Exercise requirements:
Without the pictures, repeat the listing character for character.

── Records shown ──

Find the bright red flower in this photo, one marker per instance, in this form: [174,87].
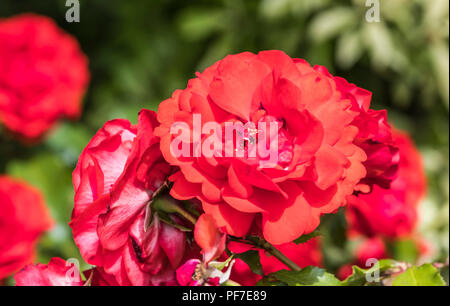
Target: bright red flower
[43,75]
[115,179]
[318,163]
[58,272]
[374,137]
[303,254]
[391,212]
[23,218]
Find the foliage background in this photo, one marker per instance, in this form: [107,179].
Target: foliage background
[141,51]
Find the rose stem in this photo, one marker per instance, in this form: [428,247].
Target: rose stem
[262,244]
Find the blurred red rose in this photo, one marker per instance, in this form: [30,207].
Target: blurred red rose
[318,163]
[391,212]
[374,137]
[23,218]
[115,178]
[43,75]
[58,272]
[303,254]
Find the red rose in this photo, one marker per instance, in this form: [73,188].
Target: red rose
[43,74]
[318,163]
[23,218]
[115,179]
[391,212]
[57,273]
[374,136]
[303,254]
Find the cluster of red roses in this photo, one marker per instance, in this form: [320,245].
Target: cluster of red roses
[144,216]
[43,76]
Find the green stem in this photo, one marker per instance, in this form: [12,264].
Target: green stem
[262,244]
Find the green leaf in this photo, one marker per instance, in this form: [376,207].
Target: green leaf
[309,276]
[360,276]
[404,250]
[252,259]
[425,275]
[307,237]
[331,23]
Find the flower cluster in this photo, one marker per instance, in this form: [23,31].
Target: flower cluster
[386,215]
[145,215]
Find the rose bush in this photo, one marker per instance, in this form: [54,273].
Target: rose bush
[43,75]
[321,144]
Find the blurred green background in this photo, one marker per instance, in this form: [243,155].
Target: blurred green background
[141,51]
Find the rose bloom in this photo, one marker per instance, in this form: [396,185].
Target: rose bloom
[115,178]
[43,75]
[303,254]
[319,161]
[374,137]
[391,213]
[23,218]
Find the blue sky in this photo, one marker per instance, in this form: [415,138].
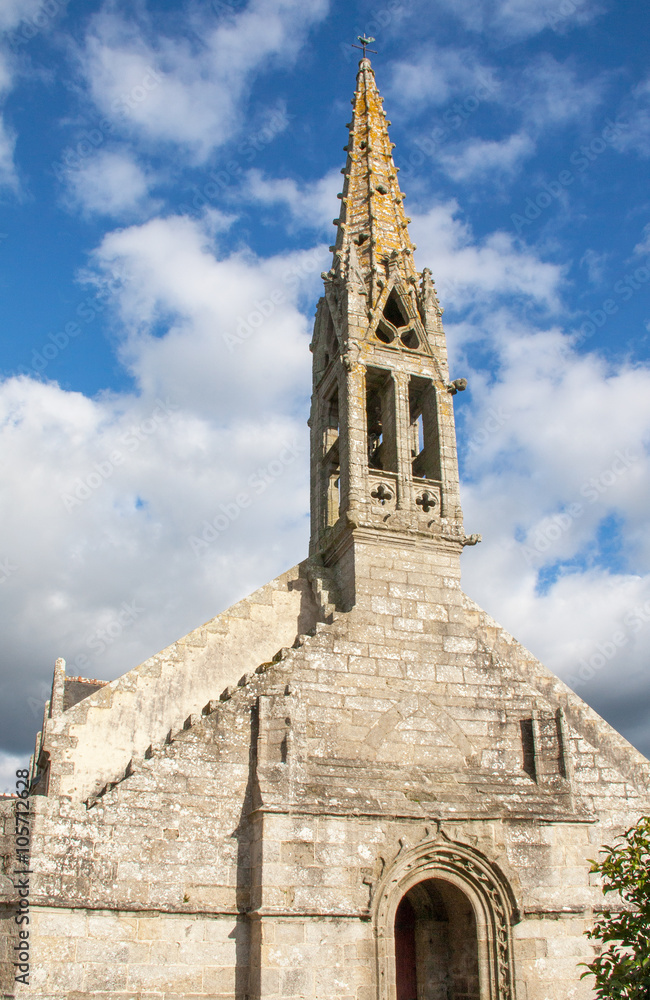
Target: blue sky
[168,174]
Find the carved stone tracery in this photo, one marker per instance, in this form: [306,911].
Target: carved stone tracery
[491,898]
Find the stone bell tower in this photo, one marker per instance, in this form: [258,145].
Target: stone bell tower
[384,470]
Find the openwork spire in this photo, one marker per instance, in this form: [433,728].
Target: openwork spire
[373,229]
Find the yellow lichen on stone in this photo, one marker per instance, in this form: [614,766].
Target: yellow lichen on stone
[372,216]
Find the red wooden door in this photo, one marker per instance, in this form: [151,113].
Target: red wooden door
[405,962]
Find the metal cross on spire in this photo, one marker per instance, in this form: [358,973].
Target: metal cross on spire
[365,42]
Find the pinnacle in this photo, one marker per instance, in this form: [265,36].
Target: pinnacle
[372,217]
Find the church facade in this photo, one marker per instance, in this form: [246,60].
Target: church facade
[354,784]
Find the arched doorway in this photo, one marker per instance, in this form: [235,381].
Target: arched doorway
[436,944]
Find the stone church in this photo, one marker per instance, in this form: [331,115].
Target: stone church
[354,784]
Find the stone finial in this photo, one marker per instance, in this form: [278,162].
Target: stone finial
[58,688]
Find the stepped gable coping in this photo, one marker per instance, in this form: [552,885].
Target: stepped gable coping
[195,720]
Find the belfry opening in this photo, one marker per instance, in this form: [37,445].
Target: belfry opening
[436,944]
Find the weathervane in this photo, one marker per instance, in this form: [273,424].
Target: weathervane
[365,41]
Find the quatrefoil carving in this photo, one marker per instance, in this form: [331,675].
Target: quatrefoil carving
[427,501]
[382,494]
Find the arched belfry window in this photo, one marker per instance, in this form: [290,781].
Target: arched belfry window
[443,916]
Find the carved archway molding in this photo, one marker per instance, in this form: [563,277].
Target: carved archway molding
[488,891]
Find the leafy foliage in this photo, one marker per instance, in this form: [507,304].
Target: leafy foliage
[622,970]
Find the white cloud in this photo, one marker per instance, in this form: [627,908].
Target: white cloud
[482,157]
[13,12]
[438,75]
[191,91]
[635,112]
[109,183]
[515,19]
[468,271]
[8,176]
[106,494]
[550,93]
[309,206]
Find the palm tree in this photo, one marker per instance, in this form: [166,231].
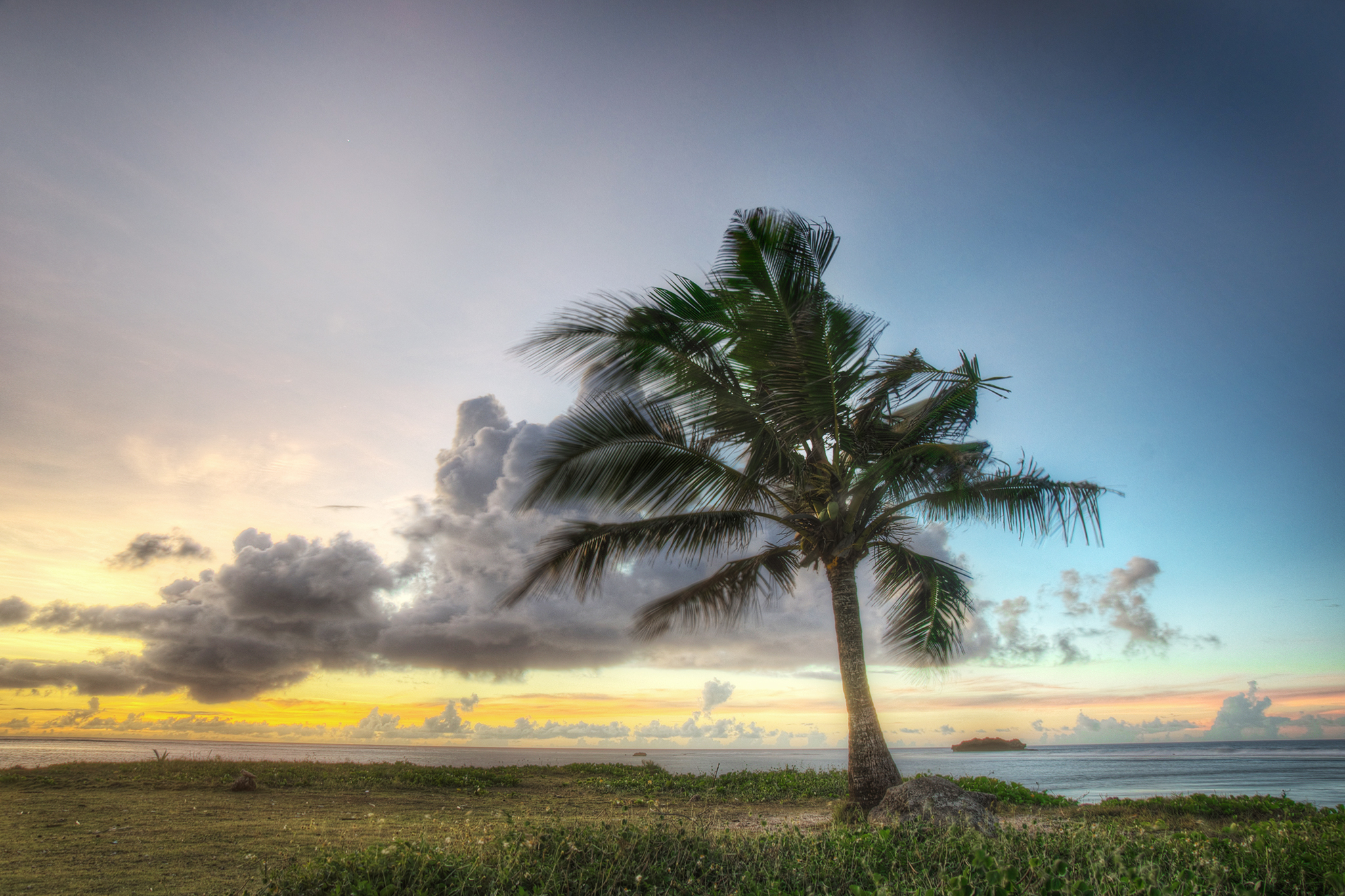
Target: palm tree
[753,418]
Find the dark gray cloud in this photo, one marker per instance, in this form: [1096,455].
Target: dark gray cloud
[14,610]
[287,609]
[444,726]
[148,547]
[269,620]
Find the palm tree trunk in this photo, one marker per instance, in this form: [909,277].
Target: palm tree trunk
[872,769]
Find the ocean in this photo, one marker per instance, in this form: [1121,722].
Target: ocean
[1305,770]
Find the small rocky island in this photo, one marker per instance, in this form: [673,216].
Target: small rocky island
[989,744]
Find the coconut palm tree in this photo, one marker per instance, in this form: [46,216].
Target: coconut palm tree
[753,418]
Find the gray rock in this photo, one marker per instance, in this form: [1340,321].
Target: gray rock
[939,801]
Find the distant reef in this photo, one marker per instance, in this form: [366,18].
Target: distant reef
[989,744]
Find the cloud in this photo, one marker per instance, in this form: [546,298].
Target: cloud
[76,717]
[1122,605]
[1001,634]
[715,694]
[273,617]
[14,610]
[1243,717]
[1110,731]
[148,547]
[286,609]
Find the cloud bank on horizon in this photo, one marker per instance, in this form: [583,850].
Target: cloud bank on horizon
[290,609]
[1241,717]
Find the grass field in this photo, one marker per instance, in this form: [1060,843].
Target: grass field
[372,829]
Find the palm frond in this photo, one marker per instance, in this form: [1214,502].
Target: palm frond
[722,598]
[577,554]
[929,599]
[619,452]
[1025,501]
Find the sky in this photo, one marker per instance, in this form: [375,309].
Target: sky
[261,435]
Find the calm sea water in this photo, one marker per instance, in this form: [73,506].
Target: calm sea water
[1306,770]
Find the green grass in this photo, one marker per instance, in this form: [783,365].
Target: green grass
[197,774]
[611,829]
[1086,859]
[650,779]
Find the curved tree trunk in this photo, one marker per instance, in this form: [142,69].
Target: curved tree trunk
[872,769]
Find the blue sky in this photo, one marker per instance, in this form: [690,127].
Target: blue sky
[255,255]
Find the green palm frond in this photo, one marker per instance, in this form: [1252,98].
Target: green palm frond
[758,402]
[577,554]
[1025,501]
[724,598]
[618,452]
[929,599]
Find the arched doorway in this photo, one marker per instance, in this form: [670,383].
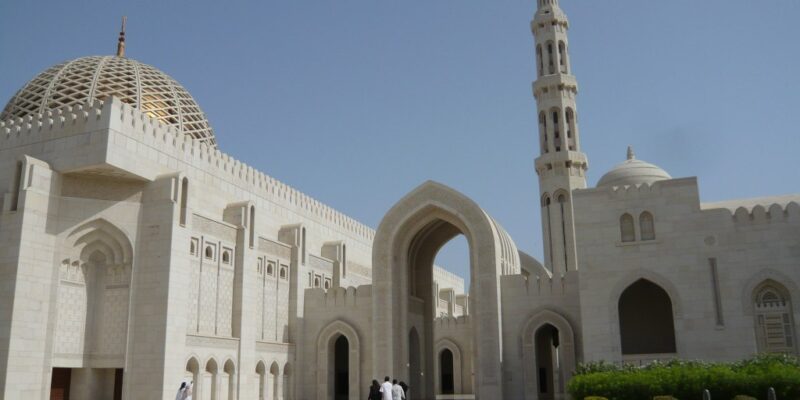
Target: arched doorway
[274,375]
[288,388]
[549,349]
[446,373]
[261,371]
[547,361]
[414,368]
[341,369]
[406,243]
[339,358]
[646,322]
[93,301]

───

Final result:
Find the bright red flower in this photo, one marker per instance, in this form: [174,87].
Target: bright red flower
[43,75]
[115,179]
[318,163]
[58,272]
[374,137]
[303,254]
[391,212]
[23,218]
Find the foliage background in this photo, one marker per instance, in this form: [107,179].
Target: foliage background
[141,51]
Find the rose stem in this photo, one marker per instance, in this form: [428,247].
Target: rose stem
[262,244]
Find the blurred red rose in this photo, one marker per instance, in this form: [30,207].
Target: blurred red rose
[318,163]
[391,212]
[374,137]
[23,218]
[115,178]
[43,75]
[58,272]
[303,254]
Find the red rose in this photo, one marker per instance, in this form: [73,188].
Target: red rose
[43,74]
[318,163]
[23,218]
[115,179]
[391,212]
[57,273]
[374,136]
[303,254]
Find the cluster of red roses in this photo, one marker per instance, in this form: [320,245].
Target: cluster of red roses
[144,216]
[43,76]
Find the green stem in this photo, one marker per instance, in this form: [12,264].
Target: green stem
[262,244]
Find the green leaf in this photo, one marker per instance, in this form: [376,207].
Target: green leaf
[309,276]
[360,276]
[404,250]
[252,259]
[425,275]
[307,237]
[331,23]
Find the flower cluster in this photo, one marker per instance, in this form: [23,31].
Target: flower cluster
[386,215]
[145,215]
Find the rose bush in this photo, one marker per instance, in this form: [54,273].
Target: rose bush
[43,75]
[321,144]
Find the blurred green background in this photo, one marker per instance, in this form: [243,155].
Target: blurred green background
[141,51]
Find the rose bloom in this photo, one marker per instance, in this form: [396,185].
Target: rose bloom
[115,178]
[43,75]
[303,254]
[319,161]
[374,137]
[391,213]
[23,218]
Find the blue sky in this photo, one marker per instance, in this form: [415,138].
Target: blue sky
[168,174]
Find the carved stone tracery in this photo, one marker per instance, in this form: [306,911].
Target: carved stone tracery
[491,898]
Find the stone bell tower in this photo, one marker per instance, in this form: [258,145].
Target: stone bell tower
[384,470]
Find the openwork spire in this photo, one marker per instance, in this form: [433,728].
Target: openwork spire
[373,229]
Find the yellow lichen on stone in this photo, one marker per instance, in this form: [614,766].
Target: yellow lichen on stone
[372,216]
Find the red wooden door in this photo, one marker per instance, in this form: [151,113].
Target: red wooden door
[405,962]
Find the metal cross on spire in this photo, one marker per instance, in this form: [358,973].
Target: metal cross on spire
[365,42]
Find the pinnacle in this photo, one marker per instance, in this form: [265,36].
Target: pinnacle
[372,217]
Find the church facade in this photo, one marker per instance, in this form: [246,60].
Target: church facade
[354,784]
Find the arched doorway in this photo, one marker per instance, in this form: [235,381].
Target: arched doorway
[436,944]
Find the stone church in this photo, one marker per instance, in this form: [331,115].
Target: stone church
[354,784]
Find the stone finial in this photo, one marker per instance, in this form: [278,162].
Target: stone finial
[58,688]
Find the stepped gable coping in this photo, one marker per instance, in this form: [552,885].
Target: stepped gable coping
[195,720]
Find the belfry opening in this photo, one marker per instance, in this form: [37,445].
Target: belfry opening
[436,944]
Find the weathervane in this photo, one marker per instance, in this form: [273,424].
Target: weathervane
[365,41]
Find the quatrefoil carving in this photo, one marker per instance, in this form: [331,675].
Target: quatrefoil carving
[427,501]
[382,494]
Find the arched belfry window in this photo, one marker per instance, in this form: [290,781].
Target: arched belfry window
[443,916]
Find the carved archway molding in this photo, one marker per instance, in this form: [563,277].
Target: carved archway molding
[488,891]
Find the leafy foliage in this photo, one marker per instance, in this form: [507,304].
Target: leafy foliage
[622,970]
Find the white cloud in this photo, one marker per instance, in this form: [627,908].
Target: white cloud
[482,157]
[13,12]
[438,75]
[191,91]
[635,112]
[109,183]
[515,19]
[468,271]
[8,176]
[106,494]
[550,93]
[309,206]
Find the palm tree in this photo, one marker per instance, in this form: [166,231].
Target: palm tree
[753,418]
Find the dark gray cloud in this photo, one marker per instance, in this form: [1096,455].
Target: dark gray cloud
[14,610]
[287,609]
[444,726]
[148,547]
[269,620]
Find the palm tree trunk in this photo, one marker per instance, in this form: [909,277].
Target: palm tree trunk
[872,769]
Find the ocean in this photo, one marker per instance, in this form: [1121,722].
Target: ocean
[1305,770]
Find the small rocky island in this photo, one marker per instance, in this form: [673,216].
Target: small rocky island
[989,744]
Find the coconut palm tree in this photo, one marker per instance, in this form: [46,216].
Target: coconut palm tree
[753,418]
Find the gray rock in this photo, one marker per instance, in this form: [1340,321].
Target: gray rock
[939,801]
Find the distant reef in this photo, one marker per instance, in this form: [366,18].
Target: distant reef
[989,744]
Find the cloud in this photo, one marker per instance, in this form: [546,298].
Target: cloud
[76,717]
[1122,605]
[1001,634]
[715,694]
[273,617]
[14,610]
[1243,717]
[1110,731]
[148,547]
[286,609]
Find the cloud bank on horizon in this photo, one marker per instance, in this form: [583,850].
Target: cloud bank on horizon
[290,609]
[1241,717]
Find the grass field in this photo, one marker per instance, in this form: [1060,843].
Target: grass field
[372,829]
Find the palm frond in this photo, one marker per instance, in this form: [1214,502].
Target: palm frond
[722,598]
[577,554]
[929,599]
[619,452]
[1025,501]
Find the sky in this photo, one marker per instance, in this form: [375,309].
Target: sky
[261,435]
Find the calm sea water in this photo, one marker per instance, in this form: [73,506].
Target: calm sea water
[1306,770]
Find the green grass in this photo, one marker per instance, in this form: [783,365].
Target: green grass
[197,774]
[611,829]
[1086,859]
[650,779]
Find the curved tree trunk in this photo, one marker per instance, in this form: [142,69].
Target: curved tree trunk
[872,769]
Find the blue sky in this photo, one marker per instance, in this form: [690,127].
Target: blue sky
[255,255]
Find the green palm frond in this photo, one marker per instance, in this form: [1252,98].
Target: green palm frond
[758,402]
[577,554]
[1025,501]
[724,598]
[618,452]
[929,599]
Find the arched doorway in this photo, one marker per instance, in this form: [670,383].
Target: arched doorway
[274,375]
[288,388]
[549,349]
[446,373]
[261,371]
[547,361]
[414,368]
[341,369]
[406,243]
[339,358]
[646,322]
[93,301]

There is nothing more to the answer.